Description of the task: Looking at each line of the data below, tally those that contain the word "sample" and give only the total.

Listed records:
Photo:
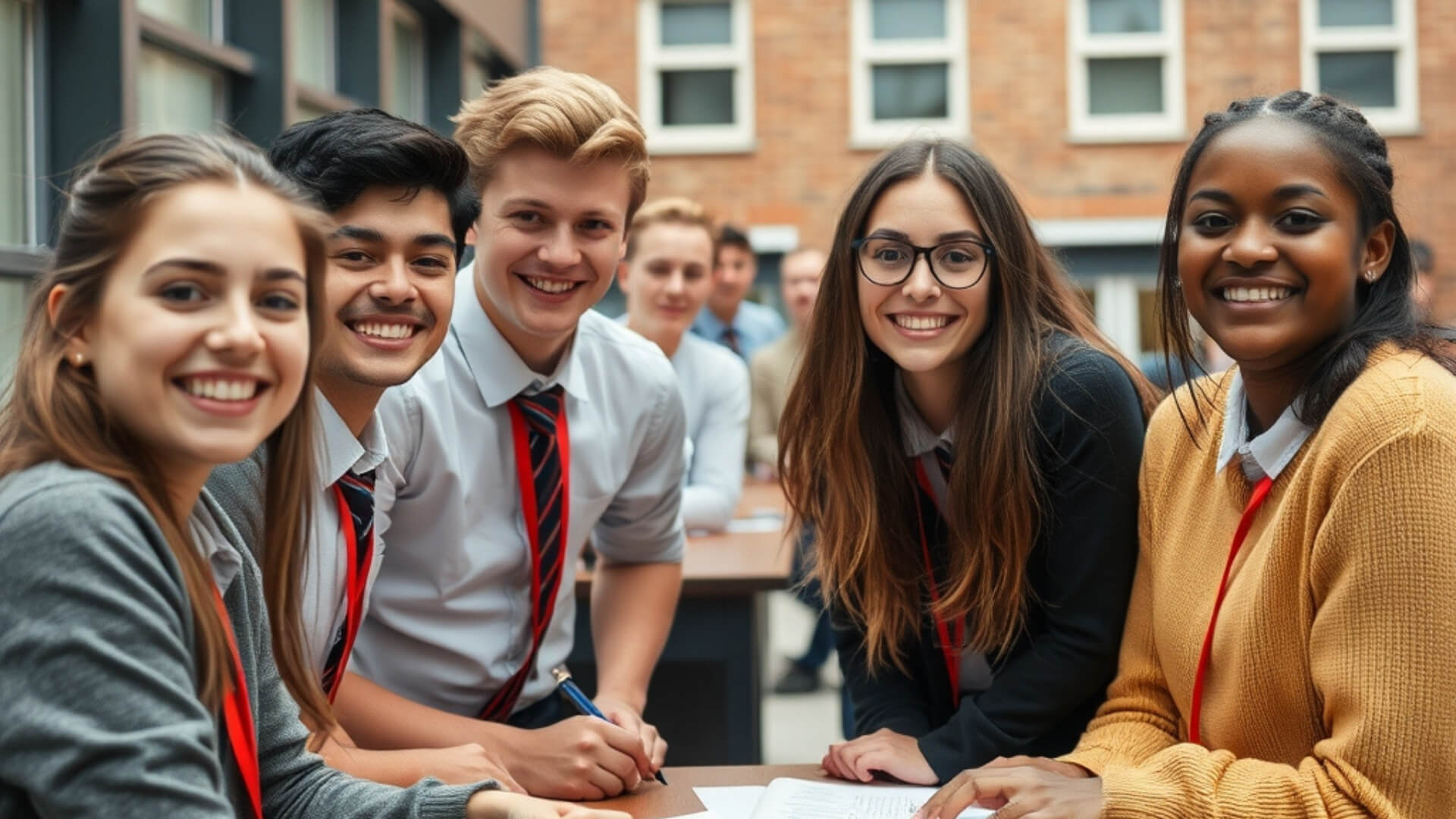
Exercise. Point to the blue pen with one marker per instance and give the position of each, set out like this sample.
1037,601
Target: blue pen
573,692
---
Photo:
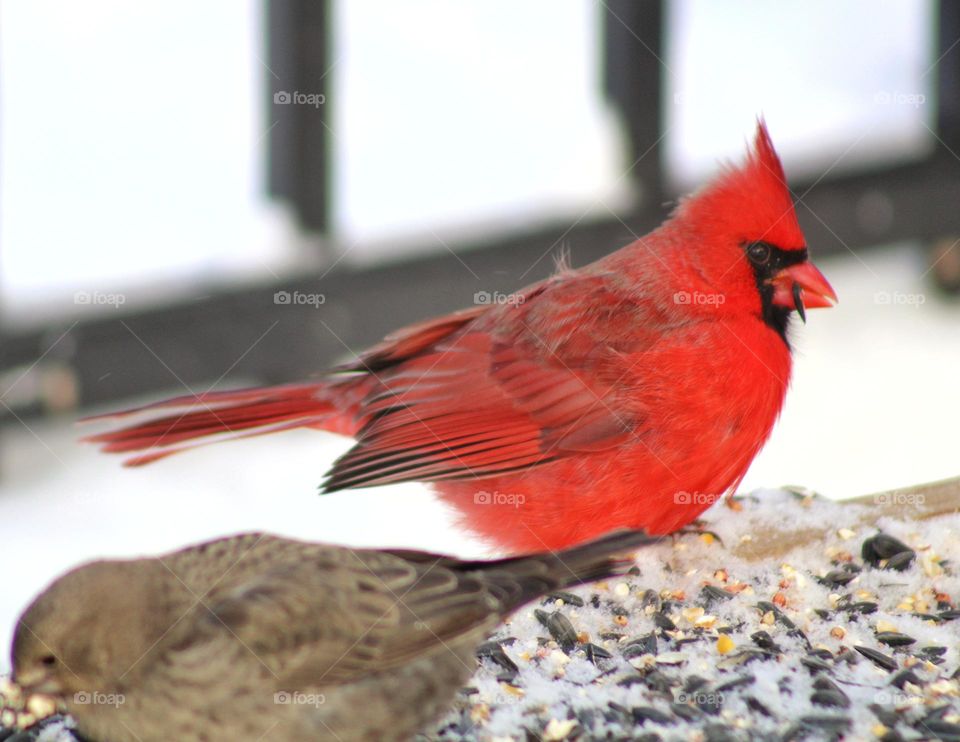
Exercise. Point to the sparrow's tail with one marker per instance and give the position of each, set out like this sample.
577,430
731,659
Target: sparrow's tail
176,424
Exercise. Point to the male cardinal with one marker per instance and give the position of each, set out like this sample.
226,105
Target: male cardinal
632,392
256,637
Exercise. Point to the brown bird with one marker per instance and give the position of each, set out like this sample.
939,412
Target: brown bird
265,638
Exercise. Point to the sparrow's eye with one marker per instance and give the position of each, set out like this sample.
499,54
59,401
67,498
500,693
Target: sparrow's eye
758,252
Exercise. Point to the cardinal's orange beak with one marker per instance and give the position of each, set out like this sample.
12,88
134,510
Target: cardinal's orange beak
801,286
* * *
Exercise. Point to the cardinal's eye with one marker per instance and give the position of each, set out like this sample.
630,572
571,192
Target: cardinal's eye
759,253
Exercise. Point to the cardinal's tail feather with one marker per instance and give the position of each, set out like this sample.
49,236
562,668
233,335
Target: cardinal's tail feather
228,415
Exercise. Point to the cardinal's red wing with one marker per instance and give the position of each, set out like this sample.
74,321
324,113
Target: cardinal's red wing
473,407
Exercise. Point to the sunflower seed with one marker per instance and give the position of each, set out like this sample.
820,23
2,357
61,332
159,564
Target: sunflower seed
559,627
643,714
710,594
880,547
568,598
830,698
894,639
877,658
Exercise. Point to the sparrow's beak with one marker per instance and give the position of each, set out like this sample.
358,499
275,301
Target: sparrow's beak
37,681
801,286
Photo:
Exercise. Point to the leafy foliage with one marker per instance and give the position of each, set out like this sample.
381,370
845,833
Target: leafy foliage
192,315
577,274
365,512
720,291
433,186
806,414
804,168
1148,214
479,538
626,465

Written response: 12